#### Document extract
0

I know the names of four individuals, and an interval within which each was born (given by the birth_low and birth_high columns):

> df <- data.frame(id = c(1:4), name = c("john", "john", "leo", "anna"), birth_low = dmy(c("01/01/1978", "01/01/1978", "01/03/1979", "01/03/1979")), birth_high = dmy(c("31/12/1978", "31/12/1978", "30/03/1979", "01/04/1979")))
> df
 id name  birth_low  birth_high
 1  john 01/01/1978  31/12/1978
 2  john 01/01/1978  31/12/1978
 3  leo  01/03/1979  30/03/1979
 4  anna 01/03/1979  01/04/1979

I need to write a reproducible code to assign a random date of birth DoB to each record. Other considerations require me to use a loop for this:

> for (n in 1:nrow(df)) {
   set.seed(n)
   date <- runif(1,df$birth_low[n], df$birth_high[n])
   date <- ceiling(date) # round up float number
   date <- dmy("01/01/1970") + date 
   date <- format(date, "%d/%m/%Y")
   df$DoB[n] <- date
  }
> df$DoB
 [1] "07/04/1978" "09/03/1978" "05/03/1979" "19/03/1979"

An obvious issue with the code above is that it uses n to set the seed for every iteration. I will constantly by inputing new values, and if another person in df[1,] had the same values for birth_low and birth_high, then the same "random" date would be produced ("07/04/1978").

I thought of determining the seed through the length of the name or a combination of letters, but these alternatives yield a similar problem (e.g. every "john" in the first row will have the same seed). So the problem really is how to set the seed within a loop in a way that is independent from the data, yet still reproducible.

Any ideas?

#### Entries from an annotation dataset

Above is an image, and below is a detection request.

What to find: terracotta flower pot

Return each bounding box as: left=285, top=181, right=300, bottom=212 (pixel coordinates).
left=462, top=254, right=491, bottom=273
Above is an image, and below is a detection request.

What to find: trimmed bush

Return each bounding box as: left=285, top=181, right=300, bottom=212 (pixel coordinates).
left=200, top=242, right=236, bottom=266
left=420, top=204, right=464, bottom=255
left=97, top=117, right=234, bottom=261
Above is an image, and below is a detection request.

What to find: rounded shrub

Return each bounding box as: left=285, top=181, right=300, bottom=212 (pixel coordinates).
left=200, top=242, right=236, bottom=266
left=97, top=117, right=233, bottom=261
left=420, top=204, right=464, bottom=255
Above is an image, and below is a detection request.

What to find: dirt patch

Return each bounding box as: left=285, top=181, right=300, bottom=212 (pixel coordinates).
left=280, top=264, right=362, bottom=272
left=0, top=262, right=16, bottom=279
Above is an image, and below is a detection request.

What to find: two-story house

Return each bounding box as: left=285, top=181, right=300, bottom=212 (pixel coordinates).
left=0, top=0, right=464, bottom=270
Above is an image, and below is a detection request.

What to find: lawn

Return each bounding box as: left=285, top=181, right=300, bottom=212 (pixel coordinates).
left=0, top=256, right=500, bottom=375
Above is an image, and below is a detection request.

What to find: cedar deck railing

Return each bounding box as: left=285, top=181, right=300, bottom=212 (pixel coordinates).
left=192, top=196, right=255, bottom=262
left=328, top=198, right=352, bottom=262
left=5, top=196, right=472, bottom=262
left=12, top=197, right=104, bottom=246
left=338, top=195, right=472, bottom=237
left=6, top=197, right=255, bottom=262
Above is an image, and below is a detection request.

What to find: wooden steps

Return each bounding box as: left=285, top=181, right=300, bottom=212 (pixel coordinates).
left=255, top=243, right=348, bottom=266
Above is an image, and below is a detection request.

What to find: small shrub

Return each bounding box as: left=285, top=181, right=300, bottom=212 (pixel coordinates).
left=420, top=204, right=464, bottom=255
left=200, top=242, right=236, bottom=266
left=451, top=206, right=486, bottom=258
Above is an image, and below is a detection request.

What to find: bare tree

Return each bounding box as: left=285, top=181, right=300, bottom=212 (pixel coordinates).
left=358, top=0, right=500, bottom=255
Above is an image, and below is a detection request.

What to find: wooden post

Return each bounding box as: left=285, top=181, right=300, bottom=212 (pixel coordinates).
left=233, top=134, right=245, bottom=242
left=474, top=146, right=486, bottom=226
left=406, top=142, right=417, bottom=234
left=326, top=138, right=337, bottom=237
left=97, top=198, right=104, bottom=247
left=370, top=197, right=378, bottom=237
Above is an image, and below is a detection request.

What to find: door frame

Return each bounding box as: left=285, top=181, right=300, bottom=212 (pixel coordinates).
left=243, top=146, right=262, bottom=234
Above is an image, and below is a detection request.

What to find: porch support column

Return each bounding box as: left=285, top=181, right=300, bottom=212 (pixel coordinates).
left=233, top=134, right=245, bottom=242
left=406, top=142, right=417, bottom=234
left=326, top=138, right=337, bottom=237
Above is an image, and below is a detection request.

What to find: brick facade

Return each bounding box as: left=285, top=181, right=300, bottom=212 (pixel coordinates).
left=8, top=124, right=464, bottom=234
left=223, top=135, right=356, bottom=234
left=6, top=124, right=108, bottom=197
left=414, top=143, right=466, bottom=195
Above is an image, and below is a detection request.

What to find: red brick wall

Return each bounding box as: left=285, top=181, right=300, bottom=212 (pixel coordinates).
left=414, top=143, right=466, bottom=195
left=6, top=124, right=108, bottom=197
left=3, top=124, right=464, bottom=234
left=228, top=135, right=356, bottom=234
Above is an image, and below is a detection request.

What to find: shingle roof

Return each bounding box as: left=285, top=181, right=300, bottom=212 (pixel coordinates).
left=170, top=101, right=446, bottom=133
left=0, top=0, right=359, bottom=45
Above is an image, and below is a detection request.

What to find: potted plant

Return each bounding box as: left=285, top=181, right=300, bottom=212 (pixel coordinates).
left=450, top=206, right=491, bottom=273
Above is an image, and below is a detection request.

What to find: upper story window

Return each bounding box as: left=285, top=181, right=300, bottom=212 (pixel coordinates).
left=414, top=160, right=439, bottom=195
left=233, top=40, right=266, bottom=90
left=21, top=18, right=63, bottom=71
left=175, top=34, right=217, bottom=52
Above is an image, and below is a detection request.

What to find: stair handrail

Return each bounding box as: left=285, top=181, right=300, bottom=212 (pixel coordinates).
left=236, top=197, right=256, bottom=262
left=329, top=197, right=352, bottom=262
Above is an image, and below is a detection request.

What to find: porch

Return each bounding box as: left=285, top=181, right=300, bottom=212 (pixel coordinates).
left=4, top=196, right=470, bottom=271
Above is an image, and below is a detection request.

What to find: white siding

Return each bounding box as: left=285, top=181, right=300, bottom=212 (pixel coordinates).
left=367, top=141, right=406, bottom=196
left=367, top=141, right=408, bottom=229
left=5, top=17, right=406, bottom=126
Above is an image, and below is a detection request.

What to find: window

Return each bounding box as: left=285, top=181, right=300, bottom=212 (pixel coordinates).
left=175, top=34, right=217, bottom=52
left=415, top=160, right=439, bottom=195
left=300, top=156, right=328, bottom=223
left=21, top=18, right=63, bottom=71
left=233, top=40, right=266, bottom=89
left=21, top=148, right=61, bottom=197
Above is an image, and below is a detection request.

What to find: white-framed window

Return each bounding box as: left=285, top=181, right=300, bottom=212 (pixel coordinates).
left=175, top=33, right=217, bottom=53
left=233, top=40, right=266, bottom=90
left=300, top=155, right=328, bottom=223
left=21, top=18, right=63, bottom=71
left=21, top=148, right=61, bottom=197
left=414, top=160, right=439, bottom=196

#### Task set
A. Return everything in the forum post on random birth dates from "date <- runif(1,df$birth_low[n], df$birth_high[n])" down to "yet still reproducible.".
B. Using the forum post on random birth dates, answer yes or no for each statement and quote the words that decide it: (i) the loop sets the seed to n on every pass; (ii) the poster is free to drop the loop; (iii) basing the seed on the length of the name would avoid the problem.

#### Responses per task
A.
date <- runif(1,df$birth_low[n], df$birth_high[n])
   date <- ceiling(date) # round up float number
   date <- dmy("01/01/1970") + date 
   date <- format(date, "%d/%m/%Y")
   df$DoB[n] <- date
  }
> df$DoB
 [1] "07/04/1978" "09/03/1978" "05/03/1979" "19/03/1979"

An obvious issue with the code above is that it uses n to set the seed for every iteration. I will constantly by inputing new values, and if another person in df[1,] had the same values for birth_low and birth_high, then the same "random" date would be produced ("07/04/1978").

I thought of determining the seed through the length of the name or a combination of letters, but these alternatives yield a similar problem (e.g. every "john" in the first row will have the same seed). So the problem really is how to set the seed within a loop in a way that is independent from the data, yet still reproducible.

B.
(i) Yes: "it uses n to set the seed for every iteration."
(ii) No: "Other considerations require me to use a loop for this"
(iii) No: "these alternatives yield a similar problem"